Article:
Quantitative Reservoir Characterization

Jaap Mondt 
5 days

Business context

Introduction: What is interpretation meant to provide

There are several approaches to obtain a model of the subsurface from geophysical data. The overall goal is to get an idea of the subsurface geometries and properties and to visualize them for discussion with other geoscientists and reservoir engineers.

The first approach is to qualitatively interpret seismic data by following contrasts in acoustic impedance (reflections, usually related to rock layers) which will provide a structural view of the subsurface geometry. This has been done successfully for many years and has led to many hydrocarbon discoveries. This should include other geometrical observations such as amplitude anomalies bounded by a closing depth contour or closure against a fault.

Given instruction: Reproduce the text on quantitative reservoir characterization above word for word, from its title to its last sentence.

Supplied information:

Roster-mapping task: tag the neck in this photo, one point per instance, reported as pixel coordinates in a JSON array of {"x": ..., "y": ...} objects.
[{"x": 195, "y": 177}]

Task result:
Quantitative Reservoir Characterization

Jaap Mondt 
5 days

Business context

Introduction: What is interpretation meant to provide

There are several approaches to obtain a model of the subsurface from geophysical data. The overall goal is to get an idea of the subsurface geometries and properties and to visualize them for discussion with other geoscientists and reservoir engineers.

The first approach is to qualitatively interpret seismic data by following contrasts in acoustic impedance (reflections, usually related to rock layers) which will provide a structural view of the subsurface geometry. This has been done successfully for many years and has led to many hydrocarbon discoveries. This should include other geometrical observations such as amplitude anomalies bounded by a closing depth contour or closure against a fault.